▶ Provided records
----------------------------------------

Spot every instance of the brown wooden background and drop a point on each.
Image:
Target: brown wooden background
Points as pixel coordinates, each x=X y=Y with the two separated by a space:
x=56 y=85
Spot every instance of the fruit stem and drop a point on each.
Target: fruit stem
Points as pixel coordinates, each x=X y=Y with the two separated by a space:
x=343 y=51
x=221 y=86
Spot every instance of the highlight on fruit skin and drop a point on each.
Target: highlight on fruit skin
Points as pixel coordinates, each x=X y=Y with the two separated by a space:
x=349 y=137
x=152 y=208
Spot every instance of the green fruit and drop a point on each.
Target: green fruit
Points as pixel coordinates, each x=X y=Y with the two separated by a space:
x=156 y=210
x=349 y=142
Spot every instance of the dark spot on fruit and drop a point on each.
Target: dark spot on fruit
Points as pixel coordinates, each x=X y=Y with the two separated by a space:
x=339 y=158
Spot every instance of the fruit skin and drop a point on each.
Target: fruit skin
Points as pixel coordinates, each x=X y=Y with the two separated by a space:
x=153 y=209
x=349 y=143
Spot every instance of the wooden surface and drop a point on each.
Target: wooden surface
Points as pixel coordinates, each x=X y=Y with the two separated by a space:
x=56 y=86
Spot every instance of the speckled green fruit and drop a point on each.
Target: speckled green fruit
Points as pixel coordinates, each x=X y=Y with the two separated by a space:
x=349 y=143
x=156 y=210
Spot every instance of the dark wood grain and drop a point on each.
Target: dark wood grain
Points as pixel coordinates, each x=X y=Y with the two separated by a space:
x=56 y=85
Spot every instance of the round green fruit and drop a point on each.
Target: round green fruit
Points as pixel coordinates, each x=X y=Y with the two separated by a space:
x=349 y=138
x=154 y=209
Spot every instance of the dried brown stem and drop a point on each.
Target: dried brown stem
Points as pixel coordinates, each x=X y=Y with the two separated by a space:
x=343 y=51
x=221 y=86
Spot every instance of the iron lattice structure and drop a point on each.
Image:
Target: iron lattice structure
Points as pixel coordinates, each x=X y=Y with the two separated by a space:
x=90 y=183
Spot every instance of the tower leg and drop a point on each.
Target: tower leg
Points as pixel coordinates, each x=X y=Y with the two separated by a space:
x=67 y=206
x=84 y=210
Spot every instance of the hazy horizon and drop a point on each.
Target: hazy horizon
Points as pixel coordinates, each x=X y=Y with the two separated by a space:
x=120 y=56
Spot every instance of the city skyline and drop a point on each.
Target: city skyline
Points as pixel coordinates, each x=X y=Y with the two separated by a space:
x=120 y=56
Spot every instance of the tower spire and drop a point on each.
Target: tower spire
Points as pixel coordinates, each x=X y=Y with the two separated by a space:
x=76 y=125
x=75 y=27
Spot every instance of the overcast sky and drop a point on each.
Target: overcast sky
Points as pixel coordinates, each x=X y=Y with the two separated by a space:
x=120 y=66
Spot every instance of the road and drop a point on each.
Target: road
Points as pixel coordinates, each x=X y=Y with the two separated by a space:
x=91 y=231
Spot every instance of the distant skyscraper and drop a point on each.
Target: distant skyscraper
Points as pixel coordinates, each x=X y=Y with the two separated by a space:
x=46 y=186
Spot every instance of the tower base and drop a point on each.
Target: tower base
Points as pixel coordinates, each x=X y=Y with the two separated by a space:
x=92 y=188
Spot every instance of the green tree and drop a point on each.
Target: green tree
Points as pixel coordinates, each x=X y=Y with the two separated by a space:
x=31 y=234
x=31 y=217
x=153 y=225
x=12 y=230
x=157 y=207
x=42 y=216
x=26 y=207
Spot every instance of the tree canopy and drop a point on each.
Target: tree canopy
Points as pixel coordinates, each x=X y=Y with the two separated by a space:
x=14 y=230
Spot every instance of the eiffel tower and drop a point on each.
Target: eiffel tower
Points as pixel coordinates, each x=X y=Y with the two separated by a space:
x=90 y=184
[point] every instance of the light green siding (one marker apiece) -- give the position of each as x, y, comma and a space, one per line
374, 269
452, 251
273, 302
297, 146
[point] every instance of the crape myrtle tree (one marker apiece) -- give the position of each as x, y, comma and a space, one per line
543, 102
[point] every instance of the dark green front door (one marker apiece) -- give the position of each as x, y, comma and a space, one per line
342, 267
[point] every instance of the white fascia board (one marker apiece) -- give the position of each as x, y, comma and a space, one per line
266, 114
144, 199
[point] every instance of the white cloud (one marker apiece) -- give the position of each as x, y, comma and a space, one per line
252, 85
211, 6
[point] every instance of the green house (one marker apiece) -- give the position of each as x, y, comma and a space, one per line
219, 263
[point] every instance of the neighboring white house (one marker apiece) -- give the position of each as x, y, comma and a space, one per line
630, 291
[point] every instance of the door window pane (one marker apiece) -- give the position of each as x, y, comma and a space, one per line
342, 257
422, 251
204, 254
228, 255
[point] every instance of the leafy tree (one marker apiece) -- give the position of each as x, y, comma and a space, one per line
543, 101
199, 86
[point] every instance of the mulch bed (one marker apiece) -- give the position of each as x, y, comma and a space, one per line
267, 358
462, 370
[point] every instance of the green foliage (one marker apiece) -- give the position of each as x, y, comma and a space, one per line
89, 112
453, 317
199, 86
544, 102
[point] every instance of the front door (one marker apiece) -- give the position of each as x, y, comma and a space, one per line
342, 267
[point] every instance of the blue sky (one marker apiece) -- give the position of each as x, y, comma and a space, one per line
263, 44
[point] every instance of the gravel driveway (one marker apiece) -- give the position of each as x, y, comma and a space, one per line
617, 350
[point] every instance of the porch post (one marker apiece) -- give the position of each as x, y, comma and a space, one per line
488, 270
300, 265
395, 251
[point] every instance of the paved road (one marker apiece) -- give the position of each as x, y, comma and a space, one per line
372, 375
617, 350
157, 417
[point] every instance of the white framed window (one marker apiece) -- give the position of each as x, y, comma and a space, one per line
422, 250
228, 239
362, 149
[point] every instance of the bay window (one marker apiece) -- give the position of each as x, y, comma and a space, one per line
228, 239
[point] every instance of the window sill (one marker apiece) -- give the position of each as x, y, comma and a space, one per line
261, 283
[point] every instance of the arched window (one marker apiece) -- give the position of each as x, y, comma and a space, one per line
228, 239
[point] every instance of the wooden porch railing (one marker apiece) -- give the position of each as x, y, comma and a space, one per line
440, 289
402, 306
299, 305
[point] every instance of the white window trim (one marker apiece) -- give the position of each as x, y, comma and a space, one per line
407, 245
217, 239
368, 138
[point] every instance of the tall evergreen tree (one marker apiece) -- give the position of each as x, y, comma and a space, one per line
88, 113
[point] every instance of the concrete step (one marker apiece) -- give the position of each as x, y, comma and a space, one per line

----------------------------------------

▶ Instructions for the task
Starting at the line that contains "[point] every instance of the paved", copy each line exactly through the end of the listing above. Include that first line and the last one, and add nothing.

▶ Complete answer
[point] every instance of the paved road (one marker apiece) -- give the position of each as x, y, comma and a space, one per line
372, 375
617, 350
157, 417
[point] every instance of the white framed window (one marker apiece) -- give the position of each as x, y, comma and a space, one per line
422, 250
228, 239
362, 149
[point] every instance of the bay window (one marker apiece) -- give the position of each as x, y, comma and a space, one per line
228, 239
[point] every instance of the window sill (one marker apiece) -- give the position of each as x, y, comma and a space, one per line
261, 283
[point] every instance of the arched window (one marker apiece) -- give the position of each as x, y, comma and a space, one per line
228, 239
[point] every instance of the wooden porch railing (one marker apiece) -- give the position of each as x, y, comma and a space, one per line
440, 289
402, 306
299, 305
[point] every instance of the white window trim (one marker apiece) -- give the position of each as x, y, comma and a space, one per line
407, 245
217, 239
368, 138
[point] every instance of the tall evergreen tree (one marker apiece) -- give the position of each as x, y, comma and a space, one per line
88, 113
[point] every instance of the concrete step (one marker apiece) -- give the position of each as x, y, comma and a space, one per line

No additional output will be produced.